What you need to do:
(a) What quotation does the Teacher Bear essay attribute to Anonymous?
(b) Reproduce the Teacher Bear essay from "There is nothing" to "comfortable as possible.".
(c) Write the next part of the Teacher Bear essay, picking up after its final sentence.

Provided text:
------------------------------

Having only their eyes and body language to read has made me pay much closer attention to every flicker, squint, eyebrow raise or furrow, hand gesture, twitch, and even unconscious shoulder slump or slouch. And then, I move back to those revealing eyes. I see their joy, pain, and apprehensions glaring at me through those “windows to their souls”, and all I want to do is fiercely protect them at all costs.
Obviously, I have had to find other ways to express my fierce love, devotion, and passion for my students. My newly fueled Teacher Bear mentality has encouraged me to take going above and beyond to higher level as well. Some items I have been blessed to have been gifted or received from grants, and others I felt compelled to purchase. Snacks, drinks, supplies, and other essential items seem like such small gestures, but the genuine appreciation my students have expressed has been so heartfelt. The unforeseen result has been establishing an even greater rapport than I have always tried to cultivate with my students.
While not everyone has the means to provide tangible items, I would encourage all teachers to think about what we can offer for free. As the Mama Bear “ferociously protects her cubs”, Teacher Bears can ferociously amplify student's voice, ferociously encourage student advocacy, and ferociously fight for the right for all students to feel safe and protected within our classroom walls. These free items arguably can hold a much more long-term value, and have a much more impactful influence, than anything we could purchase.
Someone once said, “Students don’t care how much you know until they know how much you care” (Anonymous).
There is nothing more important than a teacher making a student feel like you actually care! Feeling cared for provides that parent/child relationship that some students tell me is one of the reasons they fell in love with school in the first place. A sense of actual caring, amplified by a genuine expression of wanting to ensure students are protected, brings a level of comfort that taps into the desire to make students feel safe at all costs. The Teacher Bear inside me is making me want to give them anything and everything I can provide them with to help them feel as comfortable as possible.

------------------------------

Provided data:
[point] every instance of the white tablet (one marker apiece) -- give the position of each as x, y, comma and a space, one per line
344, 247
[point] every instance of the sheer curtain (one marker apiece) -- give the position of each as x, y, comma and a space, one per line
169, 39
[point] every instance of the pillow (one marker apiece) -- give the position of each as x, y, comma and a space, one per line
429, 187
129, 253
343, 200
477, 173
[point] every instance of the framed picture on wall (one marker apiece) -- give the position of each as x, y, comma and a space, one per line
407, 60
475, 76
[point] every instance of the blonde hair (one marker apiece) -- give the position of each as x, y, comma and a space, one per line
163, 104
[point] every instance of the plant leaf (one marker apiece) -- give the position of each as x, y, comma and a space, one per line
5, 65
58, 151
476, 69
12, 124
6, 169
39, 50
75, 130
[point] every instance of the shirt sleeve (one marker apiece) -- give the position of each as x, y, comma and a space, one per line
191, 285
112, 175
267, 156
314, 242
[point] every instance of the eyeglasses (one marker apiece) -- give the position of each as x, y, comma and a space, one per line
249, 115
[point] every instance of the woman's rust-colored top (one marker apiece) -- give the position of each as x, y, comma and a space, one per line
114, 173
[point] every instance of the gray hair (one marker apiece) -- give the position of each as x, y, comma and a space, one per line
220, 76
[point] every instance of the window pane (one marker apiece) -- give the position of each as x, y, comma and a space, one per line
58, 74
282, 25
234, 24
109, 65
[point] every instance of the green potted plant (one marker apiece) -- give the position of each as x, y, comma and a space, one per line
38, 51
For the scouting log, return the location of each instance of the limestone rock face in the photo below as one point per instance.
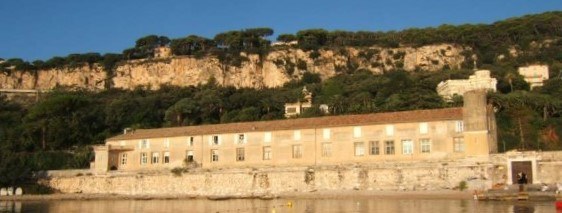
(273, 70)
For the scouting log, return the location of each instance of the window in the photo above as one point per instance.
(166, 157)
(459, 126)
(155, 157)
(356, 132)
(144, 158)
(240, 154)
(389, 130)
(389, 147)
(190, 141)
(297, 135)
(189, 156)
(297, 151)
(215, 140)
(458, 144)
(124, 159)
(359, 148)
(407, 147)
(240, 139)
(326, 134)
(167, 143)
(374, 148)
(326, 149)
(424, 129)
(267, 137)
(144, 144)
(425, 145)
(214, 155)
(267, 153)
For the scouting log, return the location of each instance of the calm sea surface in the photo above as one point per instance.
(278, 205)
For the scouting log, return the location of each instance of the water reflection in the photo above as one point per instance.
(277, 206)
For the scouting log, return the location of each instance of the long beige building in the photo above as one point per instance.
(331, 140)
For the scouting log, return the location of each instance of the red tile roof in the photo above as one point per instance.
(300, 123)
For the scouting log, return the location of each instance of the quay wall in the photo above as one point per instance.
(264, 181)
(478, 174)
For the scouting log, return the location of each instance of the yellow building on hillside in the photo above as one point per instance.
(331, 140)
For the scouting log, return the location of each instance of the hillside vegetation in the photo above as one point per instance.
(56, 132)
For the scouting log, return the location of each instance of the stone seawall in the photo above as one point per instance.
(271, 181)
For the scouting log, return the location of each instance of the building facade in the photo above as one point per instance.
(331, 140)
(535, 75)
(481, 80)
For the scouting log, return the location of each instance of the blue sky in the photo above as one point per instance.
(41, 29)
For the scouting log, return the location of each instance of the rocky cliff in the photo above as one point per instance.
(273, 70)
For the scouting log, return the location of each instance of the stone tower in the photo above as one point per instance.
(479, 123)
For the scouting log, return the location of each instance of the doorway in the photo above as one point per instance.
(522, 166)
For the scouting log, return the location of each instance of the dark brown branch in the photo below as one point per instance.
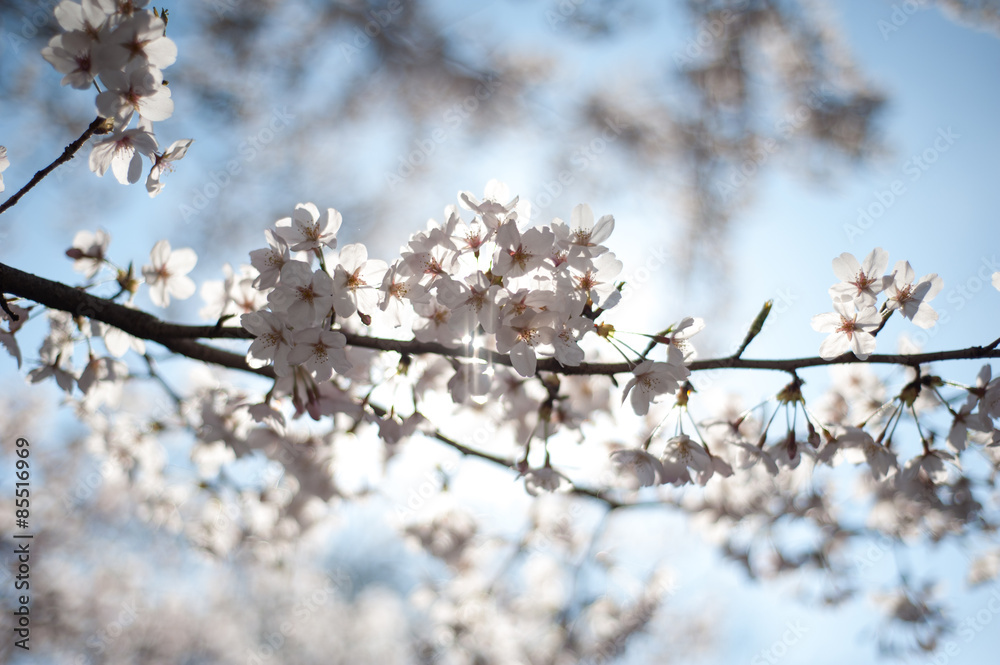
(67, 155)
(181, 338)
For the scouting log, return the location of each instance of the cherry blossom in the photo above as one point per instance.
(167, 274)
(136, 89)
(861, 282)
(681, 456)
(911, 299)
(122, 151)
(355, 281)
(650, 379)
(307, 230)
(269, 261)
(163, 163)
(643, 469)
(519, 336)
(88, 251)
(320, 352)
(582, 236)
(141, 37)
(848, 329)
(304, 296)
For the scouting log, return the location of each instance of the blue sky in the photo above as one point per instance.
(941, 80)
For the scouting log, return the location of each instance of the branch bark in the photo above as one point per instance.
(182, 338)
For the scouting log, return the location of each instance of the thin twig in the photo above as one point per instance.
(67, 155)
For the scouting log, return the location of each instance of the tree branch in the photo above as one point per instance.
(67, 155)
(181, 338)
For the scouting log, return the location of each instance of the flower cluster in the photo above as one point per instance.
(122, 47)
(489, 285)
(855, 320)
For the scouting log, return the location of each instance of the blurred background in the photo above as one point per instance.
(740, 146)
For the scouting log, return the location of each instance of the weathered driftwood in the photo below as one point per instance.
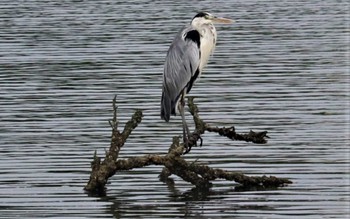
(174, 163)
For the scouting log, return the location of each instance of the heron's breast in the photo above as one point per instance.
(208, 41)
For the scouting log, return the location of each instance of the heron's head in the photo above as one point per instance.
(207, 18)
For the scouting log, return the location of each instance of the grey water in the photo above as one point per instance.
(283, 67)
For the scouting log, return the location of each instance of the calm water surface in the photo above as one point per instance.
(282, 67)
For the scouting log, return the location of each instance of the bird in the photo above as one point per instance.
(186, 58)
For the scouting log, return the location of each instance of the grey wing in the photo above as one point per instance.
(181, 63)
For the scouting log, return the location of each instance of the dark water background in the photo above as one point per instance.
(282, 67)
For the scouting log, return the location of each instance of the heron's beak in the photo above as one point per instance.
(221, 20)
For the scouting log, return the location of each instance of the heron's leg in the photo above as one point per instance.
(185, 129)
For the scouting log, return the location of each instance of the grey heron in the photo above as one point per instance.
(185, 60)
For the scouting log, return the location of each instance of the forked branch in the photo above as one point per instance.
(174, 162)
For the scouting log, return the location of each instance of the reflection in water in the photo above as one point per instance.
(281, 67)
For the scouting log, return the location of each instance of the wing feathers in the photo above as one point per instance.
(181, 64)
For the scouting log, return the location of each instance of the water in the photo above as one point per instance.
(282, 67)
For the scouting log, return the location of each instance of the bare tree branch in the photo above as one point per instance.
(174, 162)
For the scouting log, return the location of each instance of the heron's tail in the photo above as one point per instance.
(166, 107)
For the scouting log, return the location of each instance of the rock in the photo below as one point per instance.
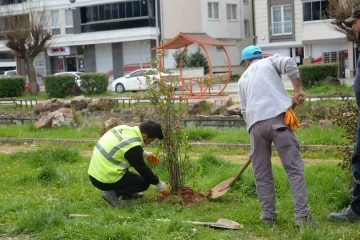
(325, 123)
(196, 106)
(234, 110)
(102, 104)
(79, 103)
(333, 81)
(112, 122)
(219, 105)
(42, 107)
(58, 118)
(56, 105)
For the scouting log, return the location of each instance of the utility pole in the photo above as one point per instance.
(157, 22)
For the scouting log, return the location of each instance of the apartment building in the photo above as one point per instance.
(111, 36)
(230, 21)
(295, 28)
(116, 36)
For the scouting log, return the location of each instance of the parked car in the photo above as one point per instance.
(27, 84)
(136, 80)
(10, 73)
(76, 75)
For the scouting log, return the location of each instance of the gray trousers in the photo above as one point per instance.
(262, 134)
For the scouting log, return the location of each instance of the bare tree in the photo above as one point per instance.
(339, 11)
(25, 30)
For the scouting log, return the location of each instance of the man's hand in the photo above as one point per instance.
(299, 97)
(162, 188)
(151, 158)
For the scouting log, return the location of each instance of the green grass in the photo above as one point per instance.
(325, 88)
(36, 201)
(313, 135)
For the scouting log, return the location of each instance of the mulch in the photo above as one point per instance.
(185, 197)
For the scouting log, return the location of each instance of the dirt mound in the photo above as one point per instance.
(185, 197)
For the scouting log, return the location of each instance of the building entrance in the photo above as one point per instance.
(70, 63)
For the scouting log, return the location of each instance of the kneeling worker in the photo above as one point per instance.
(117, 150)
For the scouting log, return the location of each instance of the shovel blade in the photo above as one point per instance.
(220, 189)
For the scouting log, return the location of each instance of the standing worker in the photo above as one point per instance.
(352, 212)
(264, 102)
(117, 150)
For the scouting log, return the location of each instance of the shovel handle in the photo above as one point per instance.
(239, 173)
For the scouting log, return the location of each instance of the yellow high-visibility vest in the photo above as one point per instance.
(108, 163)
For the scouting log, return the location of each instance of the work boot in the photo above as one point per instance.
(268, 221)
(307, 221)
(345, 215)
(132, 196)
(111, 198)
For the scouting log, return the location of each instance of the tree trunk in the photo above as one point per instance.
(32, 76)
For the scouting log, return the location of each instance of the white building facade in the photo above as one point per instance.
(116, 36)
(295, 28)
(227, 20)
(110, 36)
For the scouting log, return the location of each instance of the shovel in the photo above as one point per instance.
(222, 223)
(224, 186)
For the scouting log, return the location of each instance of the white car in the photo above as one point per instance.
(136, 80)
(76, 75)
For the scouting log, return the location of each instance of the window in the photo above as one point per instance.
(137, 73)
(315, 10)
(107, 9)
(7, 2)
(231, 11)
(213, 10)
(55, 24)
(69, 21)
(122, 15)
(246, 28)
(6, 56)
(281, 20)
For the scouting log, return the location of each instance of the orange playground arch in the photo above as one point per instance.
(184, 40)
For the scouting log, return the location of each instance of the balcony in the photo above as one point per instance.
(282, 28)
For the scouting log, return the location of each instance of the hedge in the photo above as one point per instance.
(313, 73)
(12, 86)
(92, 83)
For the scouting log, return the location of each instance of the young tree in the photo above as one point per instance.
(25, 30)
(198, 59)
(339, 11)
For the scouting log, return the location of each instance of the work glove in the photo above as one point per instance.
(162, 188)
(151, 158)
(291, 120)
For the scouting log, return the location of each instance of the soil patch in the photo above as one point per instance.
(185, 197)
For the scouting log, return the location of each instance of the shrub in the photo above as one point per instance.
(94, 82)
(59, 86)
(347, 117)
(12, 86)
(311, 74)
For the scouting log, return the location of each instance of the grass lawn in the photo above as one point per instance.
(42, 185)
(313, 135)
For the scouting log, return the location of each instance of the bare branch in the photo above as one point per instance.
(339, 11)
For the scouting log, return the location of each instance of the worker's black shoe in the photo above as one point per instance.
(345, 215)
(111, 198)
(132, 196)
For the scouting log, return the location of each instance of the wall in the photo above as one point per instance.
(222, 28)
(261, 21)
(174, 20)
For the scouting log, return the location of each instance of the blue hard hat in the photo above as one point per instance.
(250, 52)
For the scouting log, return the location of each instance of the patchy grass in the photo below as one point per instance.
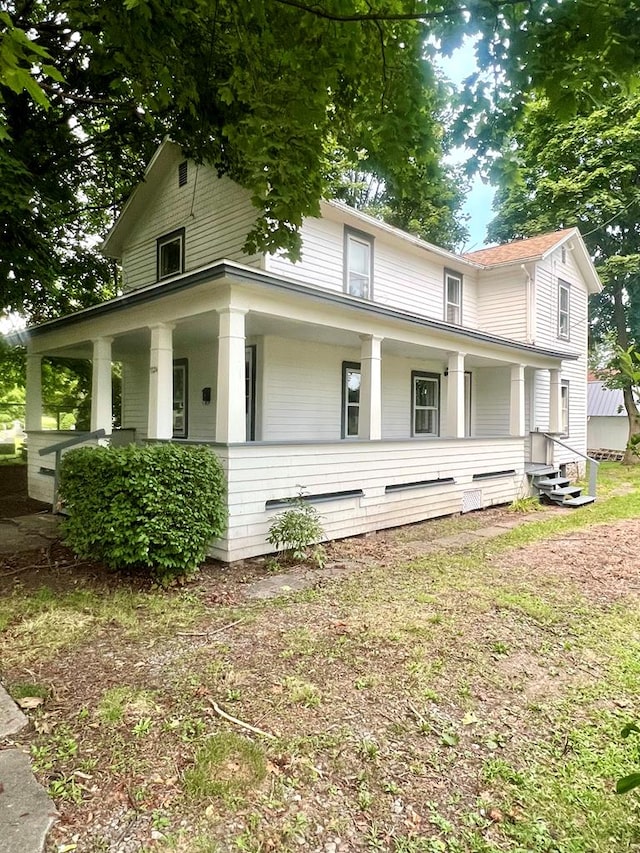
(461, 700)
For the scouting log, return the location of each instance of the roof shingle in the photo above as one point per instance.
(519, 250)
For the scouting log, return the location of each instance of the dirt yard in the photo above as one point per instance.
(430, 697)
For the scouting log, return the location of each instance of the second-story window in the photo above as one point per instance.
(563, 310)
(170, 254)
(358, 264)
(452, 297)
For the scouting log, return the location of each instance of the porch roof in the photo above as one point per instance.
(233, 272)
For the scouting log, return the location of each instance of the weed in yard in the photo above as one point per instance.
(65, 789)
(227, 765)
(500, 648)
(142, 727)
(301, 692)
(528, 604)
(528, 504)
(369, 748)
(22, 690)
(118, 702)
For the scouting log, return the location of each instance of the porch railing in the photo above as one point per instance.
(57, 448)
(592, 464)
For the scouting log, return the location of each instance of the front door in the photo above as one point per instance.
(180, 398)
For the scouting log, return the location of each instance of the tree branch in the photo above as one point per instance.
(319, 12)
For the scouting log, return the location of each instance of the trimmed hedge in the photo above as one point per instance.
(157, 506)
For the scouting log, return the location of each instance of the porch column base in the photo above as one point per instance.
(455, 395)
(555, 402)
(231, 423)
(101, 393)
(516, 420)
(160, 423)
(370, 420)
(33, 412)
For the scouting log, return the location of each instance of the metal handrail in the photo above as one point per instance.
(592, 463)
(65, 445)
(71, 442)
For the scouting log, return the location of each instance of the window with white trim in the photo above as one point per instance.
(358, 264)
(425, 403)
(563, 310)
(564, 407)
(452, 297)
(351, 380)
(170, 254)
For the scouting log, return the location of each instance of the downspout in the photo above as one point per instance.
(529, 328)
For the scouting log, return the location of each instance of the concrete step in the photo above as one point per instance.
(579, 501)
(542, 470)
(565, 492)
(551, 482)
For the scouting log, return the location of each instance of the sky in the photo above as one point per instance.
(457, 67)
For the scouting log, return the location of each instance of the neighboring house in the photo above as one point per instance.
(390, 379)
(607, 423)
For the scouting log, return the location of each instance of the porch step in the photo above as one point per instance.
(580, 500)
(540, 470)
(557, 489)
(551, 483)
(565, 492)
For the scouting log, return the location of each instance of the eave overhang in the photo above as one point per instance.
(232, 272)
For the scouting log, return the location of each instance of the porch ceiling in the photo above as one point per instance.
(201, 329)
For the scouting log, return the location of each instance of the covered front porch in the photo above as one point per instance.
(382, 418)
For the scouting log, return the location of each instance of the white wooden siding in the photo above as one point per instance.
(216, 214)
(135, 395)
(492, 391)
(404, 277)
(366, 466)
(502, 303)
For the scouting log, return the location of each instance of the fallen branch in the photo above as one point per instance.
(238, 722)
(208, 633)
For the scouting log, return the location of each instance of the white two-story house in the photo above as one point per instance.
(389, 379)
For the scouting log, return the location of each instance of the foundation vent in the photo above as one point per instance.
(471, 499)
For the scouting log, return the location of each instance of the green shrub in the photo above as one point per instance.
(157, 506)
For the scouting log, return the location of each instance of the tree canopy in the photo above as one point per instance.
(285, 96)
(585, 172)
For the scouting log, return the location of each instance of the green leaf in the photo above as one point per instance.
(628, 783)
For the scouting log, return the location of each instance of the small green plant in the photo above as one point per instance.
(296, 529)
(142, 727)
(227, 765)
(529, 504)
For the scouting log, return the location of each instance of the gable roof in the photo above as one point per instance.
(604, 402)
(537, 249)
(529, 249)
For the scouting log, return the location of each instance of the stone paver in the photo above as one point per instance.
(26, 812)
(12, 720)
(27, 533)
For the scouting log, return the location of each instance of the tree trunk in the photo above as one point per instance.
(632, 452)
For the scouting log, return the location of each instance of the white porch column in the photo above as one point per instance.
(455, 395)
(370, 417)
(516, 420)
(231, 424)
(160, 421)
(33, 413)
(555, 402)
(101, 393)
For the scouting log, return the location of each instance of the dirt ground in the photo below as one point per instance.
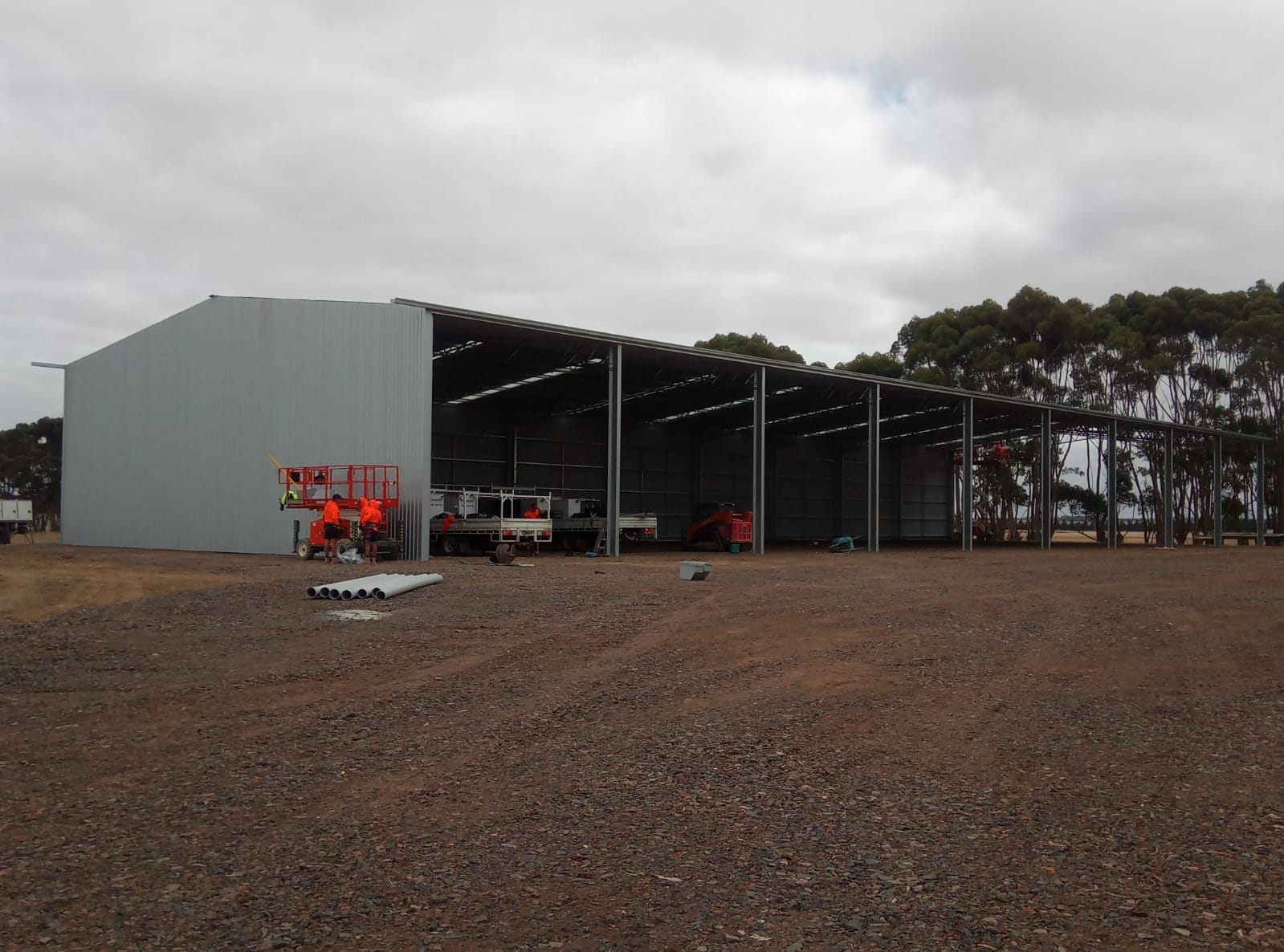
(915, 750)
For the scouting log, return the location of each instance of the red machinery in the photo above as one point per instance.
(311, 486)
(719, 525)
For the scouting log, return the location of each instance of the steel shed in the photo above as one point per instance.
(167, 431)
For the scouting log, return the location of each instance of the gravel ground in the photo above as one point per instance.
(917, 750)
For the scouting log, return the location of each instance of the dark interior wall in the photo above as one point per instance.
(658, 474)
(926, 494)
(564, 454)
(816, 486)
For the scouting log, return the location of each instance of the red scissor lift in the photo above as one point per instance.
(311, 486)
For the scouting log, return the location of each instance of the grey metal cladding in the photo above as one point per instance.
(167, 431)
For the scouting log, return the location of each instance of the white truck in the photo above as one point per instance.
(578, 523)
(14, 520)
(471, 521)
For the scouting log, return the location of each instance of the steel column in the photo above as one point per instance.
(968, 499)
(872, 470)
(1217, 490)
(1112, 465)
(1170, 517)
(759, 461)
(614, 405)
(1260, 521)
(1046, 520)
(418, 548)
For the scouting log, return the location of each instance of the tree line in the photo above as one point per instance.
(1187, 356)
(31, 467)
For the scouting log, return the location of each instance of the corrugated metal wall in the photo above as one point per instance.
(167, 431)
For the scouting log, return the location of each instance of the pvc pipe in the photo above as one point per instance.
(352, 589)
(324, 591)
(365, 588)
(409, 584)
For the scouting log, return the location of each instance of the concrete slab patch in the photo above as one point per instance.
(356, 615)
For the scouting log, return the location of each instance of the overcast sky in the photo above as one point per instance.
(818, 172)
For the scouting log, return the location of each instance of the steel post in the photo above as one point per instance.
(968, 498)
(614, 405)
(872, 470)
(1046, 520)
(1112, 465)
(760, 461)
(1260, 521)
(1170, 516)
(1217, 490)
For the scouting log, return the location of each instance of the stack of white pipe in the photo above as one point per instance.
(373, 587)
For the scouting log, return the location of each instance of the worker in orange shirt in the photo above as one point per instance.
(332, 529)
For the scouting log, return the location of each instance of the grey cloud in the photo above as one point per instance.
(818, 172)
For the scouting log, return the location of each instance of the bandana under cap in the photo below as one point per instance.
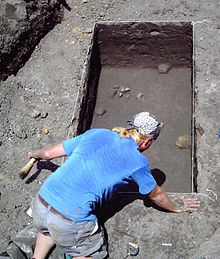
(145, 123)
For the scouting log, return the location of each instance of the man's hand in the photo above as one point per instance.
(188, 205)
(48, 152)
(160, 198)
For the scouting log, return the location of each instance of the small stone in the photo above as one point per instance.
(184, 142)
(126, 95)
(120, 94)
(139, 95)
(113, 92)
(155, 33)
(127, 89)
(46, 131)
(43, 115)
(35, 114)
(163, 68)
(100, 112)
(18, 131)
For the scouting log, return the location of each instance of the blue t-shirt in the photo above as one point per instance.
(98, 162)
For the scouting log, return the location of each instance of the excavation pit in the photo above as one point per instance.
(134, 67)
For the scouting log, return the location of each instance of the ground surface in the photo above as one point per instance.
(42, 97)
(168, 96)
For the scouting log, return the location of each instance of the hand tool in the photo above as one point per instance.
(26, 169)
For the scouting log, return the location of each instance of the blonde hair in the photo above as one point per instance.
(127, 133)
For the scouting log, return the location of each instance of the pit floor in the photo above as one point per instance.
(168, 97)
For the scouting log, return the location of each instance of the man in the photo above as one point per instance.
(99, 162)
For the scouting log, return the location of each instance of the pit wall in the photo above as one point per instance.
(145, 45)
(207, 107)
(23, 24)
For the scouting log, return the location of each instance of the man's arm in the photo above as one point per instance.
(48, 152)
(159, 197)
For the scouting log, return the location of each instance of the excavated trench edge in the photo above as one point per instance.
(89, 86)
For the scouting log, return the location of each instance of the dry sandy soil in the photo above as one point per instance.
(38, 105)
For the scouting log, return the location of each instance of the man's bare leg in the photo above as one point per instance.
(83, 257)
(43, 246)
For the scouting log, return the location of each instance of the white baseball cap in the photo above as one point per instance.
(146, 124)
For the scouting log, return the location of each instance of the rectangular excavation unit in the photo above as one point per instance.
(143, 66)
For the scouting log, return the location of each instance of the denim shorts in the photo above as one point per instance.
(74, 238)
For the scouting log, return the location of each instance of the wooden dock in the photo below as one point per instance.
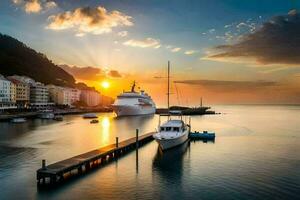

------------------------------

Task results:
(a) "Students don’t care how much you know until they know how much you care."

(b)
There is nothing more important than a teacher making a student feel like you actually care! Feeling cared for provides that parent/child relationship that some students tell me is one of the reasons they fell in love with school in the first place. A sense of actual caring, amplified by a genuine expression of wanting to ensure students are protected, brings a level of comfort that taps into the desire to make students feel safe at all costs. The Teacher Bear inside me is making me want to give them anything and everything I can provide them with to help them feel as comfortable as possible.

(c)
The level of uncertainty and discomfort in post-pandemic in-person education that permeates every class is almost stifling. Waiting for test results, the incessant interruptions of shifts or clarifications in seeming ever-changing protocol, and the boundless issues with communication, or lack thereof, is anxiety-inducing to say the least. So, what can we, as Teacher Bears, do when we are feeling as uneasy as our students? Acknowledge their concerns, admit our own, and be as transparent about the reality that we could be thrown back into distance education at any moment. What do we cling to? Enjoying each day in-person together as much as we can, for as long as we can.
We all have a Teacher Bear inside us.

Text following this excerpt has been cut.